* _WHAT THIS TASK INVOLVES_
Pictures excluded, please retype exactly the lines from the start of the data through the line that contains "negative clicks: (89, 1)", both ends kept, and nothing beyond them.

++++ RECORDS FOR PROCESSING

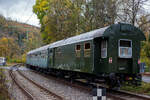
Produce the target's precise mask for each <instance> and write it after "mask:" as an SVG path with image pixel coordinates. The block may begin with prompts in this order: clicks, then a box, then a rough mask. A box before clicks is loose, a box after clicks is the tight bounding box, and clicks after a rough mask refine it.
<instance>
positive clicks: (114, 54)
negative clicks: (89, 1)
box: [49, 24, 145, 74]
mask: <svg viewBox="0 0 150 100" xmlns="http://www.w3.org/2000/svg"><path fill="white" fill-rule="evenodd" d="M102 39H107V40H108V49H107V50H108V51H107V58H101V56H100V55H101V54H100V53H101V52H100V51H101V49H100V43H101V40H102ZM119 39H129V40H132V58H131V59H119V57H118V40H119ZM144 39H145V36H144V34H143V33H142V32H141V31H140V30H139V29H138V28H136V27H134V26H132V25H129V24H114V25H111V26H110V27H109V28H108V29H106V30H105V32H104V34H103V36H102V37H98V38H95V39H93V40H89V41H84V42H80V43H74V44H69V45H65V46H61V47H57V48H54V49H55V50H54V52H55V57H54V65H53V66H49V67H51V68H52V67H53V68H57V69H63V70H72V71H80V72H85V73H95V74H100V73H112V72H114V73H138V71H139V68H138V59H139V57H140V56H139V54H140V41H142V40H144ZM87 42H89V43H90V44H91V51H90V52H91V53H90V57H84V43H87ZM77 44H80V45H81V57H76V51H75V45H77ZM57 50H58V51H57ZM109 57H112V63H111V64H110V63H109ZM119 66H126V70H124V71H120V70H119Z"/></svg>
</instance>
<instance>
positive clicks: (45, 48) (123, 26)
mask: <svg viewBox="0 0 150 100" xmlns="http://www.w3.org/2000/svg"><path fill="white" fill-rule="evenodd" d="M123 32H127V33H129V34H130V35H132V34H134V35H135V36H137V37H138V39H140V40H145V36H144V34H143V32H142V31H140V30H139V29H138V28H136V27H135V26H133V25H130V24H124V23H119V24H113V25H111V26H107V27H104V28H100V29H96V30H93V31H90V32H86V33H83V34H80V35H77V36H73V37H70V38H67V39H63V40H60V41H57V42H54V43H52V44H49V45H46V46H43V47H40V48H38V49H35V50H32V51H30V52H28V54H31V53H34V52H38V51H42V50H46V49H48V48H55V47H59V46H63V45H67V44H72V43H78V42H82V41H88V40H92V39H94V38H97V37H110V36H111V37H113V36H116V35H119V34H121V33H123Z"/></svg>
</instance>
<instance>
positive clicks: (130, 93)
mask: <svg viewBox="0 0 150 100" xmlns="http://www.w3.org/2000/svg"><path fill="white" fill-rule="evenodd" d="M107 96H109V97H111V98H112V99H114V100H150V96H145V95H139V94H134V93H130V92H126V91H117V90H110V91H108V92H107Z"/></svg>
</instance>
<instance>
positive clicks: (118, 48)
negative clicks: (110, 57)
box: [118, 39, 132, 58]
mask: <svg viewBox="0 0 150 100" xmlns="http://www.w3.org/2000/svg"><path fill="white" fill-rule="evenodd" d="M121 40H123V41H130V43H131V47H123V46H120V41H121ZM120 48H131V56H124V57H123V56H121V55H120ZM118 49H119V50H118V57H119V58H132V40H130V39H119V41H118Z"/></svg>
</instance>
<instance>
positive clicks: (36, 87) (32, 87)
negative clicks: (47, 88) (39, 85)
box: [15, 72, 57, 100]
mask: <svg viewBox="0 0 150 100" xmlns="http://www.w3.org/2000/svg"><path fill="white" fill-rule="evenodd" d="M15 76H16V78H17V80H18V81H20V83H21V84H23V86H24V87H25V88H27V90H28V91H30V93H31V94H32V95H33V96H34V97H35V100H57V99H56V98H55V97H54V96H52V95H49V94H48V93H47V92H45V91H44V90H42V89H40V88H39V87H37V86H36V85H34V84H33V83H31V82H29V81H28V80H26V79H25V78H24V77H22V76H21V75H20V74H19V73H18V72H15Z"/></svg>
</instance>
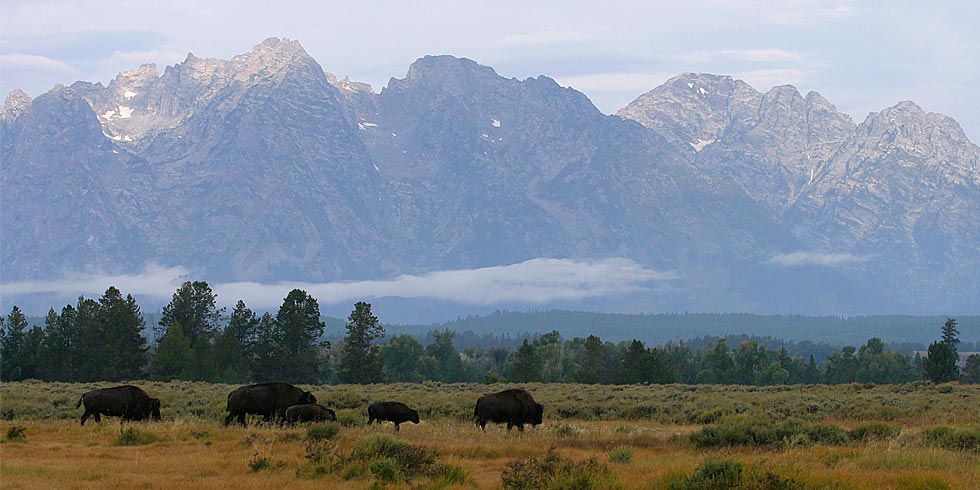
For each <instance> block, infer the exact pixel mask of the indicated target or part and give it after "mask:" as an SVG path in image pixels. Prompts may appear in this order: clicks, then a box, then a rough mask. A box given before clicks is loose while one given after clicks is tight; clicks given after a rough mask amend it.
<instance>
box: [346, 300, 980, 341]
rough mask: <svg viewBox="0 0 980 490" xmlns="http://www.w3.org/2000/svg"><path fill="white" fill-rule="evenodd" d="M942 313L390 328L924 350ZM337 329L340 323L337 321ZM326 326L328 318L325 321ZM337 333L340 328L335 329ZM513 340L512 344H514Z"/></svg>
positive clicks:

++++++++

* _ANSWER TO THIS TASK_
Produce the target's precise mask for each <instance> and write it after "mask:" as an SVG path with image pixel coordinates. The block may begin with prompts in this order: clicks, then a box, then a rough mask. A box before clicks is loose, a box after clicks is the tight bounding box, and clicks after a rough mask refine it.
<instance>
positive clicks: (114, 54)
negative clicks: (89, 1)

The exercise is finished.